Saved entries:
◇ ◇ ◇ ◇

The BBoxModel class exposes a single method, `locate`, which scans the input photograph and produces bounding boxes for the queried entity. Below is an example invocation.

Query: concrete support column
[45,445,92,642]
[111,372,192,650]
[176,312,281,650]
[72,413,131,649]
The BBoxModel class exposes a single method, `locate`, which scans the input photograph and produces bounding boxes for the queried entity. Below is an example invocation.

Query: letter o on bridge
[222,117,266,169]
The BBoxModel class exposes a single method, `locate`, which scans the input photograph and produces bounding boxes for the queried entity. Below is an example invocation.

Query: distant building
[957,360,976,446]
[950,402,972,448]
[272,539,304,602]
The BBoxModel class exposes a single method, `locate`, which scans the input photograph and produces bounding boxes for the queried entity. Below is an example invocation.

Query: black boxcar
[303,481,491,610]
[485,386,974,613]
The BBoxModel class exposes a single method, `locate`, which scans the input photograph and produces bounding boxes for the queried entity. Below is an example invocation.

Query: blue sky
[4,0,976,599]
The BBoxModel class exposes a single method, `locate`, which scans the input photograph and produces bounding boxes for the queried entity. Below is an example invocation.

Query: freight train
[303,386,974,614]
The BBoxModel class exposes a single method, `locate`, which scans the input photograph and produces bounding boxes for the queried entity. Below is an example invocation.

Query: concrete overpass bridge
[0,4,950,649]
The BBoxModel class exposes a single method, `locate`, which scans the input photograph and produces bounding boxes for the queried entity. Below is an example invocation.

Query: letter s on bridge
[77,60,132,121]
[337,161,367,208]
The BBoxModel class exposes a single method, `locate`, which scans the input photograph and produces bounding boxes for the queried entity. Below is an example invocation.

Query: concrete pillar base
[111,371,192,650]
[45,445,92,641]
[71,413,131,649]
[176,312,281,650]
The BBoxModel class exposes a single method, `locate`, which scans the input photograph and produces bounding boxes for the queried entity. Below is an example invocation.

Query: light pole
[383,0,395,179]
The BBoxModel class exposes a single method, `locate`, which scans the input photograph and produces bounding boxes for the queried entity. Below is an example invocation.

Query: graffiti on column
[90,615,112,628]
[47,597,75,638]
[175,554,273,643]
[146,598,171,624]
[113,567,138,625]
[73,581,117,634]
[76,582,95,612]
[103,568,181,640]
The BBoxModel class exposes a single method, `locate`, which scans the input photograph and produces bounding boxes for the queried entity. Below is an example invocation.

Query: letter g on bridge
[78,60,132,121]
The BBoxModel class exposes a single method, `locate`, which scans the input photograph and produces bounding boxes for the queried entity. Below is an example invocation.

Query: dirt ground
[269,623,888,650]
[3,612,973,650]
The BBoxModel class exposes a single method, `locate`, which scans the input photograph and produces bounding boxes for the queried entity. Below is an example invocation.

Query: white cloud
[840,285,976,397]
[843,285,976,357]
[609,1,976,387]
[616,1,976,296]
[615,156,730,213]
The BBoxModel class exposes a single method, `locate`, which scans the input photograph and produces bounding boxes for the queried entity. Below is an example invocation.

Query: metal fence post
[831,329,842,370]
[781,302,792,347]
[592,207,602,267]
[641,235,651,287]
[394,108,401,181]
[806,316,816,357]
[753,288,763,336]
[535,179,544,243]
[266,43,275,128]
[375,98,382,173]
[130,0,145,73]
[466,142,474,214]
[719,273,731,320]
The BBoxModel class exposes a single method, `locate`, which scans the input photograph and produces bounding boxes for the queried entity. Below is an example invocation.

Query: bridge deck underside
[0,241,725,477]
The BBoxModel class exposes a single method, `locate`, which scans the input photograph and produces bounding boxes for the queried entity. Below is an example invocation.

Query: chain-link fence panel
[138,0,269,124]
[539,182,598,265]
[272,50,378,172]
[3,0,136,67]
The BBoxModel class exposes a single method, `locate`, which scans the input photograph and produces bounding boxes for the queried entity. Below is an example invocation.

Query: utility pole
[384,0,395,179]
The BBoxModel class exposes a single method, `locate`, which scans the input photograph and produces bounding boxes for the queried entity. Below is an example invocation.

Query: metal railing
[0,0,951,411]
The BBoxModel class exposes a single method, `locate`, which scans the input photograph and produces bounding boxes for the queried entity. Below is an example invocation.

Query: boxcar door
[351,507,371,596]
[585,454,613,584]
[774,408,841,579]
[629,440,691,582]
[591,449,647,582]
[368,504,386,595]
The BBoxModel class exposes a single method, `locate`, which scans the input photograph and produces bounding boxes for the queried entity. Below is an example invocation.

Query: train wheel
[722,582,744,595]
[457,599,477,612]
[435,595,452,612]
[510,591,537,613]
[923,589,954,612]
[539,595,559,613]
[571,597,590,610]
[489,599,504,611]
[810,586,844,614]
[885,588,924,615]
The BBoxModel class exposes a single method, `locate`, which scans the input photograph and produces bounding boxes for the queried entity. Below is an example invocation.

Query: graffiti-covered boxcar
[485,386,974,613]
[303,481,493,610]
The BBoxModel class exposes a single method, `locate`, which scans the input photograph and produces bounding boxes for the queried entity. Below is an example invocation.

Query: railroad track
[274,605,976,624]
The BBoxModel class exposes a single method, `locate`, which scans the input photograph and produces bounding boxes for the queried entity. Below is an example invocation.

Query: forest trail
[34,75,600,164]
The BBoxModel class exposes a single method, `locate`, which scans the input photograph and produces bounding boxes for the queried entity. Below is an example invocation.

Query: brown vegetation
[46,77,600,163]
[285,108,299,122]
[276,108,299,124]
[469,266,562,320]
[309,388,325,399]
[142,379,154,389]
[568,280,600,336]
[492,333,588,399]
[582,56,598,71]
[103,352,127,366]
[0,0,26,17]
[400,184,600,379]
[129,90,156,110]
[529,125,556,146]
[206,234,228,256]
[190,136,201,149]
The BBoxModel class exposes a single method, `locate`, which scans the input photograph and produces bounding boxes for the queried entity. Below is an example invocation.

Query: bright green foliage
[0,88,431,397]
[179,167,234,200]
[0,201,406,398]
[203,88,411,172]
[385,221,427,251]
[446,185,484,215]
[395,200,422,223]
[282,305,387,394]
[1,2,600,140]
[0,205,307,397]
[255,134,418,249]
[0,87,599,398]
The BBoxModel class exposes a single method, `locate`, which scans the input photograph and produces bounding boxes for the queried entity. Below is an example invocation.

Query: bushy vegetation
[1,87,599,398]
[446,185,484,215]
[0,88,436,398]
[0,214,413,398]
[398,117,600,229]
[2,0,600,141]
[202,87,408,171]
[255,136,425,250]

◇ ◇ ◇ ◇

Copy the entries word for word.

• Response to the exercise:
The BBoxModel class exposes a single method, `locate`, which scans the input photograph and produces bounding boxes for the queried entity. Below is an example invocation.

Query: concrete support column
[45,445,92,642]
[111,372,192,650]
[176,312,281,650]
[72,413,131,649]
The BBoxModel class exposes a single method, `locate`, which scans the input photograph and produces bounding boxes for the queried entity. Below is an example invocation.

Query: letter o on bridge
[222,117,266,169]
The BBoxModel class exposes a single method, `locate`, which scans the input photograph and produces bounding boxes for the queried entity. Below is an example invocation.

Query: distant building
[957,360,976,446]
[950,402,972,448]
[272,539,304,602]
The BBoxModel class exposes a single method, `locate`, which scans the input photograph and produces bounding boxes for the queried entity. Below is an example invocation.

Query: black boxcar
[303,481,491,610]
[485,386,974,613]
The BBoxModel class exposes a single method, `locate`, which scans the input photograph and produces bounding boxes for the queried entity. Below is an example invocation.

Query: blue sky
[4,0,976,599]
The BBoxModel class exposes a single method, `locate`, which scans the input photograph and produces bounding boxes for the queried entity. Below is an example invocation.

Query: freight train
[303,386,974,614]
The BBoxModel class exposes a single method, `locate`, which scans the input photograph and produces bounding boxes for the queried entity. Below is an example invocation.

Query: concrete overpass bridge
[0,4,950,649]
The BBoxModel class exposes a single method, `locate`, which scans the input photograph and produces bounding boxes for the queried entity. Below is an example invocation.

Query: letter s on bridge
[77,60,132,121]
[337,161,367,208]
The BBoxModel class exposes a single method, `locate`, which scans the input photograph and produces bounding boxes for the queried entity. Below is an example invocation.

Query: concrete pillar base
[111,371,192,650]
[45,445,92,641]
[71,413,131,649]
[176,312,281,650]
The BBoxModel class exposes a single method, `locate`, which scans the input photograph and produces bounding boxes for the queried entity. Below is an example invocation.

Query: light pole
[383,0,395,179]
The BBoxModel class exposes a single method, `locate`, which scans the input photograph and produces bounding boxes for the queried entity. Below is an example invocation.

Query: graffiti on column
[90,615,112,628]
[47,597,75,638]
[175,554,273,643]
[146,598,171,624]
[113,567,138,625]
[73,581,117,634]
[76,582,95,612]
[103,568,181,640]
The BBoxModel class exposes a single method, `locate`, which scans the input photograph and produces bounding boxes for the queried entity. Below is an example invocation.

Query: letter g on bridge
[78,60,132,121]
The BBoxModel class exposes a single method, `locate`, which scans the input photograph and produces bounding boxes for the queried entity. Below is an example invocation.

Query: dirt ground
[269,623,888,650]
[3,612,973,650]
The BBoxModel class exposes a single method, `locate`, which scans the input photograph and produces bounding boxes for the queried entity. Below is an example invocation.

Query: white cloud
[840,285,976,397]
[843,285,976,357]
[609,1,976,387]
[616,1,976,296]
[615,156,730,213]
The BBoxModel class exposes a single method, `locate`, which scans the input photograph and produces bounding boxes for the queried entity. Below is an example invocation.

Query: metal fence post
[831,329,842,370]
[781,302,792,347]
[592,207,602,267]
[641,235,651,287]
[394,108,401,181]
[806,316,816,357]
[753,288,763,336]
[535,179,544,243]
[266,43,275,128]
[375,98,382,173]
[130,0,145,73]
[466,142,474,214]
[719,273,731,320]
The BBoxModel class exposes a single method, `locate`, which scans the input photograph and produces bounding boxes for the queried entity. Below is an example invocation.

Query: bridge deck underside
[0,241,725,477]
The BBoxModel class exposes a single method, `locate`, which scans the input photograph and produces bounding boxes for the queried entity. Below is an example invocation.

Query: chain-link fence panel
[138,0,269,124]
[539,182,598,265]
[272,50,378,172]
[3,0,136,67]
The BBoxModel class exposes a single method, `locate`, which scans the input photograph and produces bounding boxes for the queried entity. Below is an example invocation.

Query: utility pole
[384,0,395,179]
The BBoxModel class exposes a single method, `locate`, which scans the input photograph and produces bounding boxes for the queried entity. Below is an example invocation.

Query: metal railing
[0,0,951,411]
The BBoxModel class exposes a single method, `locate`, which scans the input photograph and produces bounding boxes for the queried entity. Below is an example invocation.

Query: boxcar door
[351,507,371,596]
[585,454,613,584]
[774,408,841,579]
[629,440,691,582]
[591,449,647,582]
[368,504,386,595]
The BBoxModel class exposes a single method, `locate`, which scans the input photograph and produces bounding boxes for the queried entity. Below is an example invocation.

Query: train wheel
[722,582,744,595]
[457,599,477,612]
[435,595,452,612]
[510,591,537,613]
[923,589,954,612]
[539,595,559,613]
[571,597,590,610]
[489,599,504,611]
[810,586,844,614]
[885,588,924,615]
The BBoxModel class exposes a single method, `locate`, which scans the input photograph and produces bounding boxes for the queried entity. Below is an example invocation.

Query: graffiti-covered boxcar
[485,386,974,613]
[303,481,493,610]
The BBoxModel class exposes a single method, `locate`, which scans the input photograph and produces bounding boxes for the queried entity. Below is an example invocation.

Query: railroad track
[274,605,976,624]
The BBoxModel class exposes a single method, `locate`, which scans the input photograph and produces bounding boxes for the queried entity. Below is an example invocation.

Query: forest trail
[34,75,600,164]
The BBoxModel class exposes a single method, `locate`, which scans the input photograph and produces bounding boxes for the queried entity. Below is an example invocation.

Query: brown vegetation
[46,77,600,163]
[285,108,299,122]
[276,108,299,124]
[469,266,562,320]
[309,388,325,399]
[142,379,154,389]
[568,280,600,336]
[492,333,588,399]
[582,56,598,71]
[103,352,127,366]
[0,0,26,17]
[400,184,600,379]
[129,90,156,110]
[529,125,556,146]
[206,234,228,256]
[190,136,201,149]
The BBoxModel class exposes a single method, `locate`, which scans the input photograph and produces bounding boxes for the queried entity. Below is an example invocation.

Query: bright green foliage
[0,88,431,397]
[179,167,234,200]
[0,201,406,398]
[203,88,411,172]
[385,221,427,251]
[446,185,484,215]
[395,200,422,223]
[282,305,387,394]
[1,2,600,140]
[0,205,307,397]
[255,134,418,249]
[0,87,599,398]
The BBoxModel class exposes a single method, `locate`, which scans the input photograph and produces bounding boxes for the queried entity. Below is an example invocation.

Query: bushy vegetation
[1,87,599,398]
[446,185,484,215]
[0,88,436,398]
[0,214,413,398]
[398,117,600,229]
[2,0,600,141]
[202,87,408,171]
[255,136,425,250]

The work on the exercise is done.